WRITTEN INSTRUCTION: Continue the ink lightfastness report below from the point where it stops.

Lightfastness Test Results on Noodlers Eternal Inks, pigmented and iron gall inks, and more

Last year, I began some lightfastness testing on the full line of Noodler's Eternal Inks, as well as pigmented and iron gall inks by other brands (Sailor, Rohrer & Klingner, Diamine, and Platinum). This was done in collaboration with Brian Goulet of the Goulet Pen Company. Brian was interested in providing information to his customers, and I was interested in learning which inks would be best to use for assorted art applications. You can click here to see how I set up the test sheets.

It is now many months later, and the results are in! I tested 41 eternal, pigmented, and iron gall inks. There are another 45 or so inks that I tested at the same time, which do not fall into those categories, and I will discuss those briefly here as well. Before I go into the results, it is important to note that terminology varies between fountain pen folks and artists. No fountain pen ink is expected to live up to archival standards in art materials terms. These inks are not designed to be lightfast when exposed to UV light. Brian and I both faced this test with low expectations, which were, for the most part, confirmed. That being said, there were some inks that held up better than expected, and others that did surprisingly terrible in their class. Also, ink manufacturers sometimes make changes in color or composition of their inks between batches, so the results you get may be different from mine. For example, Noodler's Lexington Gray performed much better this time than a sample of it that I'd tested a couple of years ago.

After five months, there were no inks that looked exactly the same as their control samples. However, some did extremely well, and changed very little. Those changes might not even be visible in the photos. The inks that were in this top tier are:
  • Noodler's Black
  • Noodler's Blackerase Waterase (big surprise for me!)
  • Noodler's Kung Te-Cheng
  • Noodlers La Reine Mauve
  • Platinum Carbon Black
  • Platinum Pigmented Blue
  • Sailor Nano Black
  • Sailor Blue Black

The second tier lists the inks that had a color shift greater than the inks above, but they didn't shift or fade very much. Those inks are:
  • Noodlers Heart of Darkness
  • Noodlers Polar Black
  • Noodlers X-feather
  • Noodlers Lexington Gray
  • Noodlers Bad Blue Heron
  • Noodlers Luxury Blue
  • Noodlers Polar Blue
The third tier is basically everything else. These inks either had a huge color shift, faded a lot, or in some cases, nearly vanished. Below are the photos, so you can have a look for yourselves.

I gave a preliminary report last February about how the inks changed after the first six weeks. The samples then went back into the window for another three and a half months. Some changed little in the first six weeks and then nearly vanished! Others changed quite a bit in the first six, and not too much more after that. I attribute that to different ingredients and dyes in the inks, some of which are responding to the UV light faster or slower than others. Because of this interesting difference in the time frames, I am going to post both the six week and five month samples one below the other. Only the Noodlers Eternal Inks have six-week results, since I put those tests into the window first. The others have only the five-month images. (They went into the window later and came out later.)

DATA ROWS:
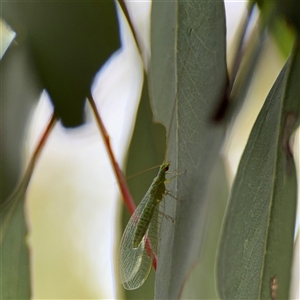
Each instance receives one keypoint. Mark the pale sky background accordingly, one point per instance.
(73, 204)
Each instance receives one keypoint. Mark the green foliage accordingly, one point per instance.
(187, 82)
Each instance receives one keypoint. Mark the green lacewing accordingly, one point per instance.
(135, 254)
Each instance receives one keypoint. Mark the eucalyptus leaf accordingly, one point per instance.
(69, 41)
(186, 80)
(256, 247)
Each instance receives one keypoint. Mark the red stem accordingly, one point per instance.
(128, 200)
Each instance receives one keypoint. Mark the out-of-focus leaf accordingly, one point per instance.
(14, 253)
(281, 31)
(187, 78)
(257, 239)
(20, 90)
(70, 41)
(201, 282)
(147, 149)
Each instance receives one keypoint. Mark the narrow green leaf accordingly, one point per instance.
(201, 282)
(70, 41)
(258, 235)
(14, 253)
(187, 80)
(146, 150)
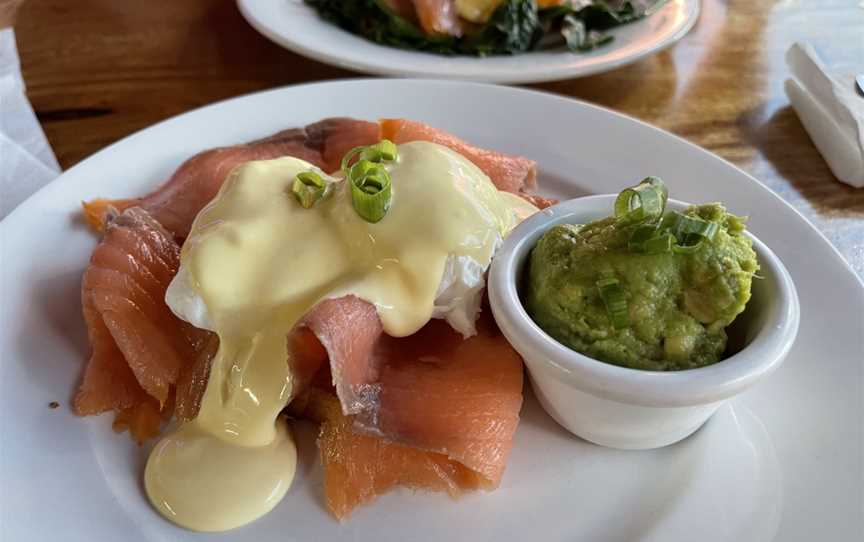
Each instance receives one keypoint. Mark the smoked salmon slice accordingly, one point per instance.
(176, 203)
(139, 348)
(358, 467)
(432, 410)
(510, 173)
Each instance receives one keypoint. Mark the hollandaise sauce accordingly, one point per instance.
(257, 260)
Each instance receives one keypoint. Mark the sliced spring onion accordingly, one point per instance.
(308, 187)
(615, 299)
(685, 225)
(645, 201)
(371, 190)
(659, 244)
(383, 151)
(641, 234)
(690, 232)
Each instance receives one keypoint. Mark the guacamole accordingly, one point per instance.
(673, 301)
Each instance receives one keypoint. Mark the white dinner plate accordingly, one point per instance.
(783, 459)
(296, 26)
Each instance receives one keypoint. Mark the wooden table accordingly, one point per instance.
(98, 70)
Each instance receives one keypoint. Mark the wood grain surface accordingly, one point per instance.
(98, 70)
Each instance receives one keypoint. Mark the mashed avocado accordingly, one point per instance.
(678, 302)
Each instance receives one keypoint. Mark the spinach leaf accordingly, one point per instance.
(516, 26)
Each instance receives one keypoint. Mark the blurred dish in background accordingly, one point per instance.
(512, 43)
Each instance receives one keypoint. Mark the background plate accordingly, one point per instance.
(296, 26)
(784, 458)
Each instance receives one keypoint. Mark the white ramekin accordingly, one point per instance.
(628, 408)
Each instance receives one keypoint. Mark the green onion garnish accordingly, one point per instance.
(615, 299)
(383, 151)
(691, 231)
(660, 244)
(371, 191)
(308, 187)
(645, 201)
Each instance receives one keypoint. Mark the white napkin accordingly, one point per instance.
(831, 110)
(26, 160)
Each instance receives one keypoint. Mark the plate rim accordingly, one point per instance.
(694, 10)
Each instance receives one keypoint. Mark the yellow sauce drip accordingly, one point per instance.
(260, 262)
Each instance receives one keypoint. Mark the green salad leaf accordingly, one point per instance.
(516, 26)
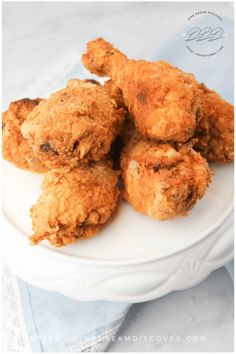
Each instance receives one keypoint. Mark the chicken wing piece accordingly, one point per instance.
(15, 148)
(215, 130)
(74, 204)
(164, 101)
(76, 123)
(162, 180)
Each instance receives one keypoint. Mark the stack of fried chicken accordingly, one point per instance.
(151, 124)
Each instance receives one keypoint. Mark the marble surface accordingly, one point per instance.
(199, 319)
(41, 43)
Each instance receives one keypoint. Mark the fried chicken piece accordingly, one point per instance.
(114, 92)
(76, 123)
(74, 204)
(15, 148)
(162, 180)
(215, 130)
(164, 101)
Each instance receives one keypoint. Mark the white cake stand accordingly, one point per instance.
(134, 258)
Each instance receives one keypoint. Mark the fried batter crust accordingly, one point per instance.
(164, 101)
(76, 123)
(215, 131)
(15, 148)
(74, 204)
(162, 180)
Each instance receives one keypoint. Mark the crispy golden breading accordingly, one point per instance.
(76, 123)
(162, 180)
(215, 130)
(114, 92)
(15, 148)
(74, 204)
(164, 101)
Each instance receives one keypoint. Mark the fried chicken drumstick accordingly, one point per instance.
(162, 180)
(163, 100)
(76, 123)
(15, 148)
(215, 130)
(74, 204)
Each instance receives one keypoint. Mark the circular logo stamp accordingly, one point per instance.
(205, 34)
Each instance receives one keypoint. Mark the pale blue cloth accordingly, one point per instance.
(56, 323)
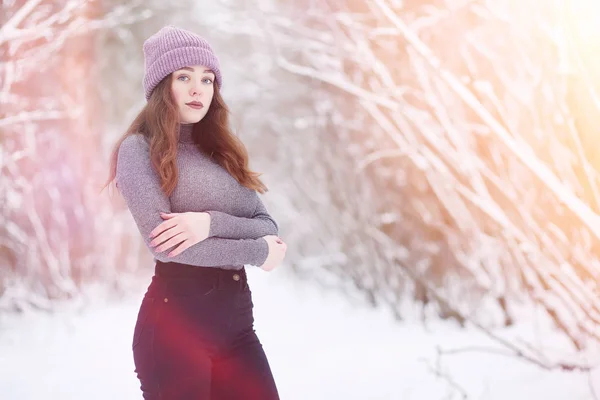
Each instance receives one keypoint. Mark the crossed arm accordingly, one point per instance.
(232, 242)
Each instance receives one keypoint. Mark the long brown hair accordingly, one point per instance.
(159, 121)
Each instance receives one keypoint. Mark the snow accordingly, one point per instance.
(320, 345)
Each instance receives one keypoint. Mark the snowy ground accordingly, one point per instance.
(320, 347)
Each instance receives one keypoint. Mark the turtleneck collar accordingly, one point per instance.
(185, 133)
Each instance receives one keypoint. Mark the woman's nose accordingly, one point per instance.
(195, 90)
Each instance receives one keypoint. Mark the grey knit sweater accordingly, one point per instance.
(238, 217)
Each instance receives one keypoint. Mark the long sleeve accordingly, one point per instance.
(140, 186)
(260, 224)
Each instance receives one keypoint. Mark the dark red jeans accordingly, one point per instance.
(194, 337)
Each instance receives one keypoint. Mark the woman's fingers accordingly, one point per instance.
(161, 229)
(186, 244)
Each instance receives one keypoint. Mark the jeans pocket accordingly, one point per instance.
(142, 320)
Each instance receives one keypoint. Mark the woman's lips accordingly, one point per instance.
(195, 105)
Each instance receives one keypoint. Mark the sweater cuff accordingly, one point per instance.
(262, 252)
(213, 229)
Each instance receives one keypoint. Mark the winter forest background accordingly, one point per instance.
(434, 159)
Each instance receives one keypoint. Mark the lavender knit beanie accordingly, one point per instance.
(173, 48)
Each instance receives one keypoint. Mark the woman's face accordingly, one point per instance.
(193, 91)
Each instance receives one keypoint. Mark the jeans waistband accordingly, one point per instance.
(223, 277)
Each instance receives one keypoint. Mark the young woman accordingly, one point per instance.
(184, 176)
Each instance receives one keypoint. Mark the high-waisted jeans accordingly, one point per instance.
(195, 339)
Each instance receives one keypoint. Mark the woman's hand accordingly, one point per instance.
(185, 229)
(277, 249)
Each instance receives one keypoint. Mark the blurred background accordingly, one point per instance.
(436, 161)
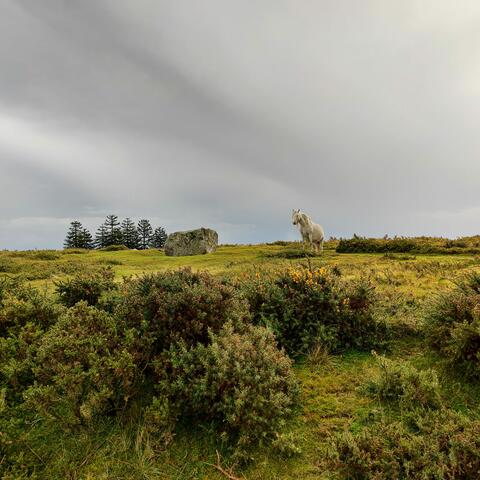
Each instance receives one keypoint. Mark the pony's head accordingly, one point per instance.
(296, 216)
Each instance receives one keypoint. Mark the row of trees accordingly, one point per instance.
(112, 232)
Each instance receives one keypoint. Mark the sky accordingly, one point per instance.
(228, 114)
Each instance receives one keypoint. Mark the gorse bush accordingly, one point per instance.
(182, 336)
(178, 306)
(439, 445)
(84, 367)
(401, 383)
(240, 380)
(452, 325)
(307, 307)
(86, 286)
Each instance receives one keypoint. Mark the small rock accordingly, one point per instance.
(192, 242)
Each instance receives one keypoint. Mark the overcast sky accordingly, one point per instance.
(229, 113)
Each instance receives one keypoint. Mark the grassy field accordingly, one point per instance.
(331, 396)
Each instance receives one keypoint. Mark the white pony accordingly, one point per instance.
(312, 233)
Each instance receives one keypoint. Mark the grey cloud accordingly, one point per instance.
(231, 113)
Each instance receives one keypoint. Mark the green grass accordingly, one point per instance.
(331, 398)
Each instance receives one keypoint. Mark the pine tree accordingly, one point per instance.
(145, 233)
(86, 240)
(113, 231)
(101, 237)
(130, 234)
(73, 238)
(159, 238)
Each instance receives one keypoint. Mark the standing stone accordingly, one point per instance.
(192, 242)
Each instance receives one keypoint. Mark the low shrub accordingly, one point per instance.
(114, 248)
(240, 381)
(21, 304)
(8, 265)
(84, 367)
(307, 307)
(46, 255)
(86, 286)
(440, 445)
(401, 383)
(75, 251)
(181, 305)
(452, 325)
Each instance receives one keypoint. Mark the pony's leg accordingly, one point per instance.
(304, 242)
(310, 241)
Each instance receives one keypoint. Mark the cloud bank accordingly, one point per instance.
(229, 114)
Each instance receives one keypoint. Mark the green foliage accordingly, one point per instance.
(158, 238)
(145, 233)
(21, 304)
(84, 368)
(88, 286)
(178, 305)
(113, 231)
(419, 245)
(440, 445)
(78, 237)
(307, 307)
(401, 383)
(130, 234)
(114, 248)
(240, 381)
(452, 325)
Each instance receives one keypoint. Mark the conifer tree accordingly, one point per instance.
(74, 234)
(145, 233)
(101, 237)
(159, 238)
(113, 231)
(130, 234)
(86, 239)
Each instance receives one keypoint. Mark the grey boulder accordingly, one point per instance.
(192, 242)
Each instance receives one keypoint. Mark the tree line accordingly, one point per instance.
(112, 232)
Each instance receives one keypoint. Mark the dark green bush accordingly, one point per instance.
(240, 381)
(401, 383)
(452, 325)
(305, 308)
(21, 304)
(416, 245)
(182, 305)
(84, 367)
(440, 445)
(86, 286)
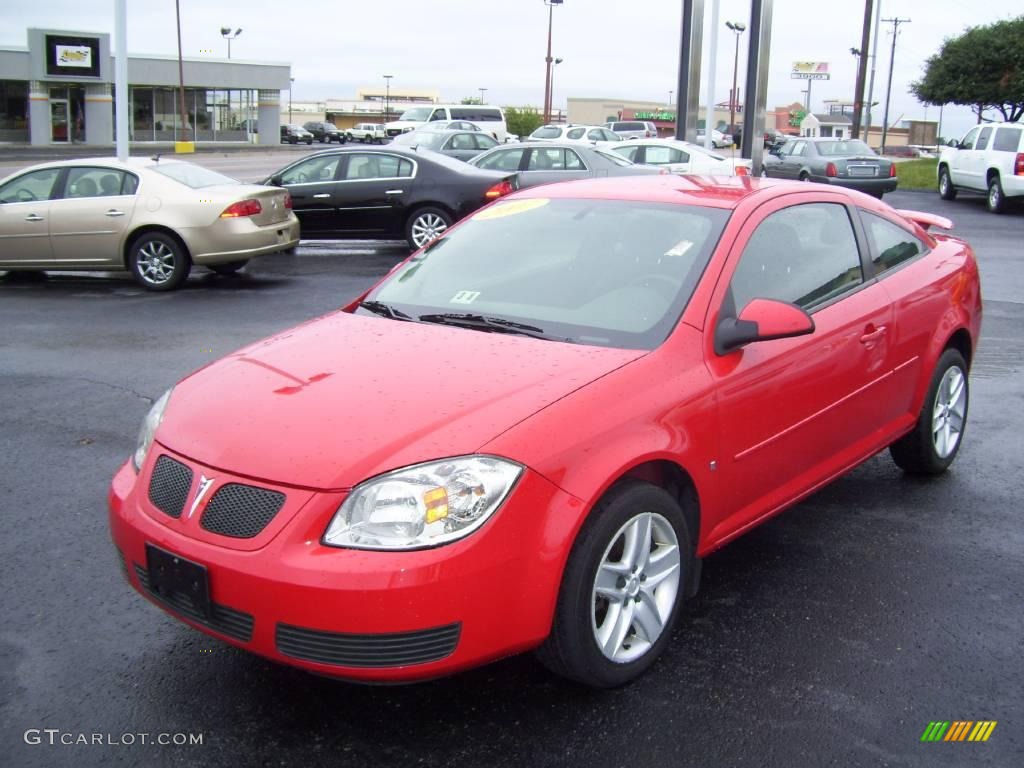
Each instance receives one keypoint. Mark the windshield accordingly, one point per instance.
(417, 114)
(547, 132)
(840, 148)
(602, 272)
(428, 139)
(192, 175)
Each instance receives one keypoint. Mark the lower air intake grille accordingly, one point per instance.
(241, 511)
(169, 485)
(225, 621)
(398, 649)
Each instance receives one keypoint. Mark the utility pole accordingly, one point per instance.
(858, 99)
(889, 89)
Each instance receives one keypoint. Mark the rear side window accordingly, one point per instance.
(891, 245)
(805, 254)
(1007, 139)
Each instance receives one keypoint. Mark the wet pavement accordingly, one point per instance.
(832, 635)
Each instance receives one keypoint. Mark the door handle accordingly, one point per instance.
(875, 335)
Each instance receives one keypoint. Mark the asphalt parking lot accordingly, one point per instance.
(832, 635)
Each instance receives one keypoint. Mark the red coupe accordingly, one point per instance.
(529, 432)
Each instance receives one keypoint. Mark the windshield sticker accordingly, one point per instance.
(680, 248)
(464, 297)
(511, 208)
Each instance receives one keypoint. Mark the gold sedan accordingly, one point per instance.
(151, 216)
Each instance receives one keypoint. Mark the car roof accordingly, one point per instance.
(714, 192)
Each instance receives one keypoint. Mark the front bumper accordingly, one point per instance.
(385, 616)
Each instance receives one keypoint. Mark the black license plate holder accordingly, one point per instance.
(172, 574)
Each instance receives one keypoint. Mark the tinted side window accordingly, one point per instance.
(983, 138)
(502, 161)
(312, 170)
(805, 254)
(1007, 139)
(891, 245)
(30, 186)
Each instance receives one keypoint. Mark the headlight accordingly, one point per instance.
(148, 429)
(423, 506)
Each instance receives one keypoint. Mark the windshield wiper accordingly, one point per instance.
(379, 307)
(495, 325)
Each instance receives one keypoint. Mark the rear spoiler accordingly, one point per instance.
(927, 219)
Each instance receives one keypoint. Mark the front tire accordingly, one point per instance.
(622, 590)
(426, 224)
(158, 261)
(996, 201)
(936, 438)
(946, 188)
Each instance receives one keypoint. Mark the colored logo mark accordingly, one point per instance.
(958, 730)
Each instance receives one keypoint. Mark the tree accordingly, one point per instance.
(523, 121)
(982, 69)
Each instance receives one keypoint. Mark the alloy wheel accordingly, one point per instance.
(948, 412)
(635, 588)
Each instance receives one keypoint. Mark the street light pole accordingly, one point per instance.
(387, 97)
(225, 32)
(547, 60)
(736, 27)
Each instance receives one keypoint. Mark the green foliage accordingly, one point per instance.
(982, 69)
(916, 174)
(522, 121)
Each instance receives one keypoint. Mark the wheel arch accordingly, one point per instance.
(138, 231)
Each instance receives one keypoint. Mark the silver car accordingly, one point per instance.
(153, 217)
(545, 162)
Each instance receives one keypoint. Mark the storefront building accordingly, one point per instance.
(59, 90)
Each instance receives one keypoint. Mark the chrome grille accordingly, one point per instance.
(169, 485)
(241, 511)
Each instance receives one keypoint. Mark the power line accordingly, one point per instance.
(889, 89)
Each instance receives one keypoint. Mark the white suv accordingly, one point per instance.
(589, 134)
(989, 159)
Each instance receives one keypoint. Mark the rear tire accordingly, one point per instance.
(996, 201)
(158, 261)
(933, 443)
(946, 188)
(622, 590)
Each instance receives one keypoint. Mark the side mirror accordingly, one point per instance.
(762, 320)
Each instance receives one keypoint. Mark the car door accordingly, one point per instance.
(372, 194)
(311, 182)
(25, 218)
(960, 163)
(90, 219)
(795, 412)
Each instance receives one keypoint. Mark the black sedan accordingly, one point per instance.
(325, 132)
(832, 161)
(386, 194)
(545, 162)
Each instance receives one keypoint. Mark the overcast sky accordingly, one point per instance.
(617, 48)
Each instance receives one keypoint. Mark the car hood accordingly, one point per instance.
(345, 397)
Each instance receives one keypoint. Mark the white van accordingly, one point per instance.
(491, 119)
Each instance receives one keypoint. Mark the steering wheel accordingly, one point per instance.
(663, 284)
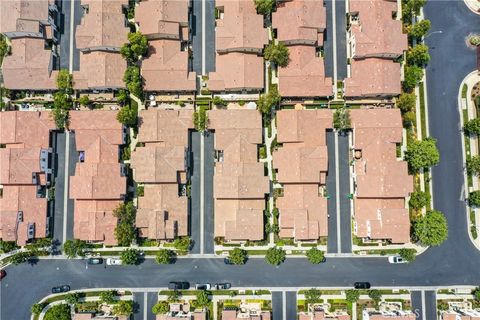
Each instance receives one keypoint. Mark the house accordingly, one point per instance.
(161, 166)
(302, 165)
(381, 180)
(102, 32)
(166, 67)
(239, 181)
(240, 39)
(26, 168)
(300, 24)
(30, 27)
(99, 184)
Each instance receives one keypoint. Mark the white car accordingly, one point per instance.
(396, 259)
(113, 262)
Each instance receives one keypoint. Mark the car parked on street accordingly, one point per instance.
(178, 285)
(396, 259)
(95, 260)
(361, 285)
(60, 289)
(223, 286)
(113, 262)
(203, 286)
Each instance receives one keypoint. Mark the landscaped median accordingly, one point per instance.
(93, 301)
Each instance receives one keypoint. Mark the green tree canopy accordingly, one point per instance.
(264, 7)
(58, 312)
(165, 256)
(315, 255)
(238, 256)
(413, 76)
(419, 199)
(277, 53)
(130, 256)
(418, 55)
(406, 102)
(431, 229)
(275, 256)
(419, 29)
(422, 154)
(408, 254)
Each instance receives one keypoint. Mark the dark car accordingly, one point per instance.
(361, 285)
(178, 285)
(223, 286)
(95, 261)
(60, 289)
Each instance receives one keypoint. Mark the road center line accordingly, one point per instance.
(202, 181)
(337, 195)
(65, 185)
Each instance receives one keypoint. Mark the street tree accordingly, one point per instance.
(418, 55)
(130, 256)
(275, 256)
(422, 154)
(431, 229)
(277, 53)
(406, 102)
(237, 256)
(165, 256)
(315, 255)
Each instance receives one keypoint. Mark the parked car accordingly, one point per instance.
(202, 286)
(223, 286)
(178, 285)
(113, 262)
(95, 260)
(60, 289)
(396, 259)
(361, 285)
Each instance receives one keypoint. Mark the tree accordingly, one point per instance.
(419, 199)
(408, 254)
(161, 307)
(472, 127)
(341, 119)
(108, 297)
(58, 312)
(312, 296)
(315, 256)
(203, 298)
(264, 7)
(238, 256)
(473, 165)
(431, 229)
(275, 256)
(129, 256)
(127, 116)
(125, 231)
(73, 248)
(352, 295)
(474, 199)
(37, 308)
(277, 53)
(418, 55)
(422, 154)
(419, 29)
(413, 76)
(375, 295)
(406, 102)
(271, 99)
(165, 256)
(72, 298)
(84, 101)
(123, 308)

RESULT FOR THIS TASK:
Artists who are interested in knowing which inks can create a wash, and the color of the wash, will be able to see that in the samples. That washed area is generally where changes first appear, since there is a thinner application of the ink there. The six week and five month photos were taken with different cameras and different light sources, but you can still do the comparisons on each page. You can click images for a larger, clearer view. One thing you will notice is that due to the optical brighteners in the paper, the UV light caused the paper to yellow a bit by the five month mark, even though it is archival paper.

The control side is on the left, which was kept inside a sketchbook. The right side of each page was in the window. I then taped the pages back together to photograph them. It's much easier to make the comparisons with the sides together this way.

If you have a favorite ink in this test group, be sure you look at both the six week and five month samples! Remember that some inks that showed little change in six weeks had huge changes just a few weeks later. All images are clickable for a larger, clearer view.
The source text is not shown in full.